- [Assigned task]:
Repeat the entries exactly as they appear.
-------- Material for this task
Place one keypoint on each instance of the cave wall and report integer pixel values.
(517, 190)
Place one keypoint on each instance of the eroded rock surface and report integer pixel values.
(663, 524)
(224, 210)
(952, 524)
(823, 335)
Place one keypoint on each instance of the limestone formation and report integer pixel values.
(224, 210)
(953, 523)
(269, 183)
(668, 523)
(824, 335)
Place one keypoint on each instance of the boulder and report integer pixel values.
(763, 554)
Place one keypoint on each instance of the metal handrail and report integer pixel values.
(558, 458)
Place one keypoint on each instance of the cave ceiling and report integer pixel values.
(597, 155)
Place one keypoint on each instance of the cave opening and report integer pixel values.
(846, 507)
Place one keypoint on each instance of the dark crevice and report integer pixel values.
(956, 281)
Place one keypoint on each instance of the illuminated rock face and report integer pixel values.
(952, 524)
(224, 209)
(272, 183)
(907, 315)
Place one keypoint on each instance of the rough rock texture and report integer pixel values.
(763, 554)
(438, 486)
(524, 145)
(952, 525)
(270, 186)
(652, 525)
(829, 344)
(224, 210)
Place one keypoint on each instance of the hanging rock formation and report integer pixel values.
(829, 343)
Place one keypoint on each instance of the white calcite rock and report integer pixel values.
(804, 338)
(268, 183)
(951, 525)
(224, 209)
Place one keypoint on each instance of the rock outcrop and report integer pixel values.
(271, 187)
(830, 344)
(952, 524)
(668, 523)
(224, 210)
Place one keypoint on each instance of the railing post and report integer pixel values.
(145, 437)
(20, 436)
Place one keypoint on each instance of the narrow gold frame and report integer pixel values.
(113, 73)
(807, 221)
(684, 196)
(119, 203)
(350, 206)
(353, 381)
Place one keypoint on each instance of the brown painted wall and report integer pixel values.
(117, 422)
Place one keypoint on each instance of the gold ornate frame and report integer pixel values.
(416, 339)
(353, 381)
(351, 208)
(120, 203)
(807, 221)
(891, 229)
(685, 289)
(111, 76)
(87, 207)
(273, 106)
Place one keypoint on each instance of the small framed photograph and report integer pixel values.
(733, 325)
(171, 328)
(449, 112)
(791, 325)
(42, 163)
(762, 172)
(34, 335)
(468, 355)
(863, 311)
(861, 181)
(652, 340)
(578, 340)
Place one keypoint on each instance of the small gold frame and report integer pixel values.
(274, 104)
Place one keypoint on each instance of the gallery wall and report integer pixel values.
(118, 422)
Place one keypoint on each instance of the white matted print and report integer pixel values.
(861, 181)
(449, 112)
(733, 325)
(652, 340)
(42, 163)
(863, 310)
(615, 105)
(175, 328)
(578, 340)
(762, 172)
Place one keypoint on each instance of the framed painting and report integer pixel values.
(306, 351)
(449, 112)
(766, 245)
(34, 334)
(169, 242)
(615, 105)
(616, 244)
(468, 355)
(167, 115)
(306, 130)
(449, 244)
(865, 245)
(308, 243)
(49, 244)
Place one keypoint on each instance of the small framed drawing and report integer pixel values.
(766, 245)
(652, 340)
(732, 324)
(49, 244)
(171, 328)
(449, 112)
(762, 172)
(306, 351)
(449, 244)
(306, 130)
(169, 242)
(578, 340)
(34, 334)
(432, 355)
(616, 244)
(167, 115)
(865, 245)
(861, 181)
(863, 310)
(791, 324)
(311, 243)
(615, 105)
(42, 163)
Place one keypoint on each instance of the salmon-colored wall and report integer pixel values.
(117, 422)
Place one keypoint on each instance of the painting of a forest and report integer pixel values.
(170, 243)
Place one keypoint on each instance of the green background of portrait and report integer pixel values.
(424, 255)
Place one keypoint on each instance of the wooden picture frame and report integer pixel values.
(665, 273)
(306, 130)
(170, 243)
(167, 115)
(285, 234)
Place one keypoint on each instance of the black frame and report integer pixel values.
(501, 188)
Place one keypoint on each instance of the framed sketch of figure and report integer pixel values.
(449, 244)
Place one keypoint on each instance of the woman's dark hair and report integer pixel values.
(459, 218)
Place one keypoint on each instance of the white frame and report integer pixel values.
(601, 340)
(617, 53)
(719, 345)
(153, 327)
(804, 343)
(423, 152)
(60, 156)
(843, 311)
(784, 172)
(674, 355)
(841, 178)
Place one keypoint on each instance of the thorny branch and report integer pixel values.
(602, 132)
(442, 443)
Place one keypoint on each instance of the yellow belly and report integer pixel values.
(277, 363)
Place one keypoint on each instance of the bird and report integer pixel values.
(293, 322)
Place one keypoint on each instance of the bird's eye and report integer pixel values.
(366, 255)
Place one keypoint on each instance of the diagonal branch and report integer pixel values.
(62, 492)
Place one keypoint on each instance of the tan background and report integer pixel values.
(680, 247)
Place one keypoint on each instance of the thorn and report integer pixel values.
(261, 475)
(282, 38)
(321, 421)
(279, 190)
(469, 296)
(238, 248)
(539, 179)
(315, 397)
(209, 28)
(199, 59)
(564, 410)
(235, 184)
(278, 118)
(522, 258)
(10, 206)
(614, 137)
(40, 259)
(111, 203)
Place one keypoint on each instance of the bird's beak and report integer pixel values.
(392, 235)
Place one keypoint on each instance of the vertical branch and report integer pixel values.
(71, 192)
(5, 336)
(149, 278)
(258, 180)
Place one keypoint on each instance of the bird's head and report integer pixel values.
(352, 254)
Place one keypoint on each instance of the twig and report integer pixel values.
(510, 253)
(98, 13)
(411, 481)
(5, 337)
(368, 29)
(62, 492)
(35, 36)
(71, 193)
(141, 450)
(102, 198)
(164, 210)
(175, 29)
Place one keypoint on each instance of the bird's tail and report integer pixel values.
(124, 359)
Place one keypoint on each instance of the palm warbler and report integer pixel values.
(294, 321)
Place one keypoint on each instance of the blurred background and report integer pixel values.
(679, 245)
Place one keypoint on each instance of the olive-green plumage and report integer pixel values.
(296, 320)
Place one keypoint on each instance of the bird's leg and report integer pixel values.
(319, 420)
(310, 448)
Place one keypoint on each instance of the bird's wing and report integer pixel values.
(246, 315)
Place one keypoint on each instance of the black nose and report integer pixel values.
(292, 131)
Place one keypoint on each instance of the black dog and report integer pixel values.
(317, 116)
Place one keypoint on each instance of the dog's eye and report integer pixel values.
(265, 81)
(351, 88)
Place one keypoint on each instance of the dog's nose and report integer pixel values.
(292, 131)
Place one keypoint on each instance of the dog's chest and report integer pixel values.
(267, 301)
----------------
- [Worked solution]:
Place one keypoint on each instance of the cave wall and report integer pixel values.
(517, 190)
Place one keypoint on each instance of the eroded rock surface and report integer pixel values.
(663, 524)
(224, 210)
(952, 524)
(823, 335)
Place one keypoint on each instance of the limestone formation and report integer pixel values.
(224, 210)
(953, 523)
(269, 183)
(668, 523)
(824, 335)
Place one keypoint on each instance of the boulder and report integer pixel values.
(763, 554)
Place one keypoint on each instance of the metal handrail and report integer pixel values.
(558, 458)
Place one keypoint on each instance of the cave ceiling and report integer pixel values.
(597, 155)
Place one keypoint on each instance of the cave opening and report integer pixel values.
(846, 507)
Place one keypoint on each instance of the dark crevice and report integer pixel values.
(956, 281)
Place one keypoint on each instance of the illuminated rock face and report integer pixel values.
(952, 524)
(224, 209)
(272, 183)
(907, 315)
Place one keypoint on each instance of the rough rock texture and report integer pixel values.
(763, 554)
(438, 486)
(524, 145)
(952, 525)
(270, 186)
(652, 525)
(829, 344)
(224, 210)
Place one keypoint on each instance of the hanging rock formation and report integer pixel values.
(829, 343)
Place one keypoint on each instance of the white calcite rock and report integer pixel values.
(804, 338)
(268, 183)
(951, 525)
(224, 209)
Place one keypoint on each instance of the rock outcrop and report integer pixel values.
(271, 187)
(830, 344)
(952, 524)
(668, 523)
(224, 210)
Place one keypoint on each instance of the railing post and report integer pixel values.
(145, 437)
(20, 436)
Place one keypoint on each instance of the narrow gold frame and report integer pixel values.
(113, 73)
(807, 221)
(684, 196)
(119, 203)
(350, 206)
(353, 381)
Place one keypoint on each instance of the brown painted wall and report integer pixel values.
(117, 422)
Place one keypoint on each instance of the gold ornate frame and report integer pixel values.
(416, 339)
(353, 381)
(351, 208)
(120, 203)
(807, 221)
(891, 229)
(685, 289)
(111, 76)
(87, 207)
(273, 106)
Place one keypoint on each instance of the small framed photograph and report integer pixel values.
(733, 325)
(171, 328)
(449, 112)
(791, 325)
(42, 163)
(762, 172)
(34, 335)
(468, 355)
(863, 311)
(861, 181)
(652, 340)
(578, 340)
Place one keypoint on each instance of the small gold frame and report integer pixel values.
(274, 104)
Place one keypoint on each instance of the gallery wall and report integer pixel values.
(118, 422)
Place one keypoint on each instance of the white matted print and report integer pixel values.
(861, 181)
(449, 112)
(733, 325)
(652, 340)
(42, 163)
(863, 310)
(615, 105)
(175, 328)
(578, 340)
(762, 172)
Place one keypoint on each instance of the framed painting and report integer pixel values.
(306, 351)
(449, 112)
(766, 245)
(34, 334)
(169, 242)
(615, 105)
(616, 244)
(468, 355)
(167, 115)
(306, 130)
(449, 244)
(865, 245)
(308, 243)
(49, 244)
Place one keypoint on each instance of the small framed drawing and report integer pixel values.
(766, 245)
(652, 340)
(732, 324)
(49, 244)
(171, 328)
(449, 112)
(762, 172)
(306, 351)
(449, 244)
(306, 130)
(169, 242)
(578, 340)
(34, 334)
(432, 355)
(616, 244)
(167, 115)
(865, 245)
(861, 181)
(863, 310)
(791, 324)
(311, 243)
(615, 105)
(42, 163)
Place one keypoint on each instance of the salmon-colored wall and report integer pixel values.
(117, 422)
Place one keypoint on each instance of the painting of a forest and report integer pixel values.
(170, 243)
Place one keypoint on each instance of the green background of portrait and report integer pixel values.
(424, 255)
Place one keypoint on each instance of the wooden picture frame and report integer pixel values.
(665, 273)
(306, 130)
(170, 243)
(167, 115)
(285, 234)
Place one keypoint on each instance of the black frame and report integer pixel values.
(501, 188)
Place one keypoint on each instance of the framed sketch of figure and report integer pixel values.
(449, 244)
Place one keypoint on each instance of the woman's dark hair and report integer pixel values.
(459, 218)
Place one keypoint on each instance of the white frame and report integer pixel values.
(601, 340)
(617, 53)
(719, 345)
(153, 327)
(804, 343)
(423, 152)
(60, 156)
(843, 311)
(784, 172)
(674, 355)
(841, 178)
Place one keypoint on each instance of the thorny branch and report integer pixel values.
(602, 132)
(442, 443)
Place one keypoint on each instance of the yellow belly and report integer pixel values.
(277, 363)
Place one keypoint on each instance of the bird and report integer pixel values.
(293, 322)
Place one keypoint on each instance of the bird's eye and report integer pixel values.
(366, 255)
Place one keypoint on each instance of the diagonal branch and report integer pixel values.
(62, 492)
Place one keypoint on each instance of the tan background and report integer pixel values.
(680, 247)
Place one keypoint on each instance of the thorn and report integer pixel values.
(261, 475)
(282, 38)
(321, 421)
(279, 190)
(469, 296)
(238, 248)
(539, 179)
(315, 397)
(209, 28)
(199, 59)
(564, 410)
(235, 184)
(278, 118)
(522, 258)
(10, 206)
(614, 137)
(40, 259)
(111, 203)
Place one keypoint on each instance of the bird's beak and report integer pixel values.
(392, 235)
Place one keypoint on each instance of the vertical branch and report integer pixel values.
(71, 192)
(5, 336)
(149, 278)
(258, 180)
Place one keypoint on each instance of the bird's head and report integer pixel values.
(352, 254)
Place one keypoint on each instance of the twig and report integer pixel values.
(510, 253)
(98, 13)
(411, 481)
(5, 337)
(368, 29)
(62, 492)
(35, 36)
(71, 193)
(141, 450)
(102, 198)
(164, 210)
(175, 29)
Place one keypoint on each instance of the bird's tail and report integer pixel values.
(124, 359)
Place one keypoint on each instance of the palm warbler and report integer pixel values.
(294, 321)
Place one keypoint on each instance of the blurred background and report integer pixel values.
(679, 245)
Place one keypoint on each instance of the olive-green plumage and report integer pixel values.
(296, 320)
Place one keypoint on each instance of the bird's leg and report integer pixel values.
(319, 420)
(310, 448)
Place one keypoint on each instance of the bird's wing and report integer pixel values.
(246, 315)
Place one keypoint on each instance of the black nose and report integer pixel values.
(292, 131)
Place one keypoint on each instance of the black dog and report integer pixel values.
(317, 116)
Place one keypoint on each instance of the dog's eye and report integer pixel values.
(265, 81)
(351, 88)
Place one keypoint on each instance of the dog's nose and report integer pixel values.
(292, 131)
Place one keypoint on each instance of the dog's chest and report integer pixel values.
(267, 301)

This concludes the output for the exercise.